::: Trecho selecionado
Eram 18h10m do último dia 19, em Amam, na Jordânia (14h10m em Brasília) quando o duro Tiago Pereira ajoelha-se, na sala de aquecimento, para alongar a musculatura. Com o curto tatame amarelado lotado (num lado, Bráulio Estima aquece em pé com Leonardo Leite; colados, Gabriel Vella e Tarsis Humphreys esquentam com a ajuda de Rubens Cobrinha), o faixa-preta brasiliense ajoelha-se com a cabeça colada ao chão. Porém, sem saber, está virado de costas para a sagrada Meca.
Minutos depois, sai o sorteio do absoluto do Capital Challenge, e Tiago cai direto com Bráulio “Carcará” Estima, o eventual campeão. A derrota vem após uma raspagem e um katagatami arrochado, ao fim da luta: “Eu não conseguia ficar confortável nunca na guarda dele”, contou Tiago. “Ele puxou minha gola pela nuca, quando briguei para tirar, dominou meu braço pela manga. E deu no que deu”.
Foi nessa toada que o professor da Gracie Barra radicado em Birmingham venceria mais quatro lutas até a consagração como grande nome do evento realizado pela primeira vez na Jordânia, faturando o absoluto e a categoria até 88kg do campeonato dos brasileiros Zaid Mirza e Pedro Galiza. Mas não foi nada fácil, como o pernambucano aluno de mestre Zé Radiola (e futuro papai) conta a seguir, exclusivamente ao GRACIEMAG.com.
O que foi mais difícil na caminhada rumo aos dois ouros conquistados em Amam?
::::::
::: Dados apresentados
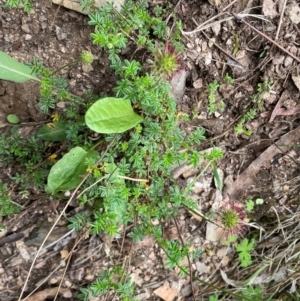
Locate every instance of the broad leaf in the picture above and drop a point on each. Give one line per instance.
::::::
* Objetivo A *
Por favor, liste todas as pessoas citadas pelo nome no primeiro parágrafo do texto sobre o Capital Challenge.
* Objetivo B *
Reescreva o texto sobre o Capital Challenge de "Foi nessa toada" até "conquistados em Amam?", trocando "Birmingham" por "Londres".
* Objetivo C *
Dê sequência ao texto sobre o Capital Challenge a partir de onde ele termina.
Os dados vêm de uma fonte diferente.

* Resposta A *
Tiago Pereira, Bráulio Estima, Leonardo Leite, Gabriel Vella, Tarsis Humphreys e Rubens Cobrinha.

* Resposta B *
Foi nessa toada que o professor da Gracie Barra radicado em Londres venceria mais quatro lutas até a consagração como grande nome do evento realizado pela primeira vez na Jordânia, faturando o absoluto e a categoria até 88kg do campeonato dos brasileiros Zaid Mirza e Pedro Galiza. Mas não foi nada fácil, como o pernambucano aluno de mestre Zé Radiola (e futuro papai) conta a seguir, exclusivamente ao GRACIEMAG.com.
O que foi mais difícil na caminhada rumo aos dois ouros conquistados em Amam?

* Resposta C *
A seqüência de lutas no absoluto, na sexta-feira, com certeza me fez conhecer meus limites, nas condições em que estávamos. A capital Amam fica a 1.200 metros acima do mar, com o ar seco e pesado do deserto e só peguei pedreira. Tiago Pereira de primeira, Charles Cachoeira descansado de baia, e logo depois Gabriel Vella. Após as quartas-de-final contra Cachoeira pensei em desistir, foi o Otávio Souza que me deu um puxão de orelha e me fez concentrar, foi ali onde vi que poderia ir além do que eu pensava. Essa seqüência de lutas me fez evoluir bastante mentalmente, consegui botar meu Jiu-Jitsu no piloto automático!
E a final contra Leonardo Leite, no sábado?Conheço bem o jogo do Léo, um excelente judoca de nível mundial, então eu sabia que não ia derrubar, lógico. Puxei [para a guarda], ataquei a luta toda enquanto ele se defendia bem, acabei ganhando por dois pontos, por punição no Léo, e no finzinho encaixei o braço, quando acabou o tempo. Agradeço a força do Lucio Rodrigues, o nosso Lagartão, e ao Otávio Souza, que no absoluto foi imprescindível como técnico.
Foi um fim de 2008 de redenção, após as lesões, não?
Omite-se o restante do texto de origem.